─── Extrait du texte ───

Charles VI saisi de folie non loin du Mans, enluminure du XVe siècle
Quand il arrêta sa course folle, épuisé, le chevalier Guillaume Martel parvint à le ceinturer par derrière. Le roi fut emmené sur une litière, lançant des regards haineux à ses proches, et délira quatre jours. Certains invoquèrent un empoisonnement par son frère, le duc d’Orléans, expert en alchimie et en poisons, d’autres un ensorcellement.
CharlesVI pourchasse son frère dans la forêt du Mans, enluminure du XVe siècle
Après quinze jours, il se rétablit, mais il fallut se rendre à l’évidence : le roi était fou ! A intervalles réguliers, ses crises reprenaient et il finit par n’être plus qu’un infirme, jouet de son entourage. En cas de crise, on l’attachait à son lit, sinon il lui arrivait, sous l’effet des charbons ardents qu’il croyait sentir brûler en lui, de courir à quatre pattes sur les dalles de sa chambre en hurlant longuement, comme un loup blessé. » Selon Juvénal des Ursins, ce malade hargneux était « tout plein de poux, de vermine et d’ordures ».
Il fallait recourir à dix hommes, déguisés et le visage noirci, pour le laver, le raser, le faire manger…[1].
« Le bal des ardents »

─── Origine des données ───

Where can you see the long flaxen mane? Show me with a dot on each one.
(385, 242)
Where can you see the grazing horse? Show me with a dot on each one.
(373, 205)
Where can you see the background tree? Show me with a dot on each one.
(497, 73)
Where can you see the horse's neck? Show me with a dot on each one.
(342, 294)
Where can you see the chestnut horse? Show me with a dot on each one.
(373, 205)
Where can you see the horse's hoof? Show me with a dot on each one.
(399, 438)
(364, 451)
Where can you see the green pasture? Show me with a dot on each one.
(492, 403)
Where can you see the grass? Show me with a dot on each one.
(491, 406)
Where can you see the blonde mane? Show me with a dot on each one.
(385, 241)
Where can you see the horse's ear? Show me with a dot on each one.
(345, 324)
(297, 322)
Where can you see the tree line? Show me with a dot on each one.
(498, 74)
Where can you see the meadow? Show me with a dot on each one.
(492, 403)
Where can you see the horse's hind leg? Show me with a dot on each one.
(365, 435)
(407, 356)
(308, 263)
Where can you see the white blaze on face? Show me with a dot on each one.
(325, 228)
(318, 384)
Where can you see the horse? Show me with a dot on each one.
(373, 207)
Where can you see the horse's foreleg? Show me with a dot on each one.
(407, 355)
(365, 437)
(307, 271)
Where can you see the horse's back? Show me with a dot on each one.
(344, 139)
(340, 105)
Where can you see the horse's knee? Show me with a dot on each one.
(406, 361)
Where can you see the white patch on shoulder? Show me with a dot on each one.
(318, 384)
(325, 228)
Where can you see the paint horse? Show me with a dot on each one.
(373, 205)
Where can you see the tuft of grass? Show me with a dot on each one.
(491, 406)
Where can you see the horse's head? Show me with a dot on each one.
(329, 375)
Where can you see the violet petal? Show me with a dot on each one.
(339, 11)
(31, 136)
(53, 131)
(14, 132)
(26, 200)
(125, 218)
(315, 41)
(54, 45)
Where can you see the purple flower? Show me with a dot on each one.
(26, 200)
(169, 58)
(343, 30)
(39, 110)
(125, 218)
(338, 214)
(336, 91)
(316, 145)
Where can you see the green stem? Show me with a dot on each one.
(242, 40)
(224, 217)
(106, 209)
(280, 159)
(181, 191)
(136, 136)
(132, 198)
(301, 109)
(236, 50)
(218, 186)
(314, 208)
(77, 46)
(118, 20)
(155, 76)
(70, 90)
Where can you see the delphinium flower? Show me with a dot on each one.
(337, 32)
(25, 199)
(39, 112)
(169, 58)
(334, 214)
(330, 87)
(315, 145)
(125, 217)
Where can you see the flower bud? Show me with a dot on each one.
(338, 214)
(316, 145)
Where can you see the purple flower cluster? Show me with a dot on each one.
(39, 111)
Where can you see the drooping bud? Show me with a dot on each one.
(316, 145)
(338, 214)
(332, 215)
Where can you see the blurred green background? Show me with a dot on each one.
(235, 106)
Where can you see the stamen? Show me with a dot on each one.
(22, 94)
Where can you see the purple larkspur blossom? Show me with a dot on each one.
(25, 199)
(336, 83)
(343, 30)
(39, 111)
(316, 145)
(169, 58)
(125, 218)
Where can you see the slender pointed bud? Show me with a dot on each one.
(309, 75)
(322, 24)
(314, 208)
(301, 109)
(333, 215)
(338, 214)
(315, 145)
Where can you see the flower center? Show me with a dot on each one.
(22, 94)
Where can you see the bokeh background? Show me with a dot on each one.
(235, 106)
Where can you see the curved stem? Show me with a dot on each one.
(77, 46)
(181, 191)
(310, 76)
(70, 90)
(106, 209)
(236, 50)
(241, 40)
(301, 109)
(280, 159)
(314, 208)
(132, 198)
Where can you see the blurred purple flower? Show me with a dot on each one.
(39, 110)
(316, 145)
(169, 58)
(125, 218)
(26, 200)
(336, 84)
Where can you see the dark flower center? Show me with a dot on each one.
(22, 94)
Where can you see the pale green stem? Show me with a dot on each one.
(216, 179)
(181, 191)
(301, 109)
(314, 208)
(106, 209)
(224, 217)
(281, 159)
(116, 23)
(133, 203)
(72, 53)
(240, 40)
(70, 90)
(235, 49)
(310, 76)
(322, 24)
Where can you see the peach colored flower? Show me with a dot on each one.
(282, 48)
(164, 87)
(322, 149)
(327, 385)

───

**Questions sur l'extrait**
1. D'après le texte sur la folie de Charles VI, combien d'hommes fallait-il pour laver le roi, le raser et le faire manger ?
2. Résumez en deux phrases le texte sur la folie de Charles VI.
3. Poursuivez le texte sur la folie de Charles VI à partir de sa dernière ligne.

**Liste des réponses**
1. Il fallait dix hommes, déguisés et le visage noirci.

2. Après sa course folle, Charles VI fut ceinturé par le chevalier Guillaume Martel et délira quatre jours, certains invoquant un empoisonnement par son frère, le duc d'Orléans, d'autres un ensorcellement. Rétabli au bout de quinze jours, il connut ensuite des crises régulières qui firent de lui un infirme, qu'on attachait à son lit et qu'il fallait dix hommes pour laver, raser et nourrir.

3.
Le mardi 28 janvier 1393, on célébrait à l’hôtel Saint-Pol à Paris les noces d’une dame d’honneur de la reine Isabeau de Bavière, veuve pour la deuxième fois. On n’eut garde de priver le roi du charivari organisé à cette occasion, coutumier lorsqu’une veuve se remariait, car relevant de maladie, il avait bien besoin de se divertir. Vers minuit, il donna l’ordre d’éteindre toutes les torches de la grande salle.
Soudain, au milieu des danseurs, surgirent six hommes poilus comme des bêtes, vêtus de costumes collants couverts d’étoupe, le visage dissimulé sous un masque velu, dansant follement, hurlant comme des loups et commettant des gestes obscènes. Alors entra le duc d’Orléans, accompagné de quatre chevaliers et de dix porteurs de torches. Il en saisit une et l’approcha d’un des noceurs pour le reconnaître, mais son masque s’embrasa.
Le feu prit si vite aux touffes de lin et à tous les vêtements collants du malheureux qu’il gagna quasi simultanément ceux de ses camarades. En voulant éteindre les flammes et enlever leurs habits, les victimes se calcinèrent les mains. Yvain de Foix n’eut même pas le temps de se précipiter vers la porte où ses valets lui tendaient des draps mouillés. Le sire Nantouillet put courir jusqu’à la cuisine et se jeter dans le cuveau à vaisselle. Quatre danseurs périrent. Les détails suivants ont frappé l’imagination du Religieux de Saint-Denis : « Le feu pénétra leurs parties intérieures, jusqu’à l’intérieur du nombril. Leurs organes génitaux avec leurs verges viriles qui tombaient par morceaux ensanglantaient le pavé de la salle ».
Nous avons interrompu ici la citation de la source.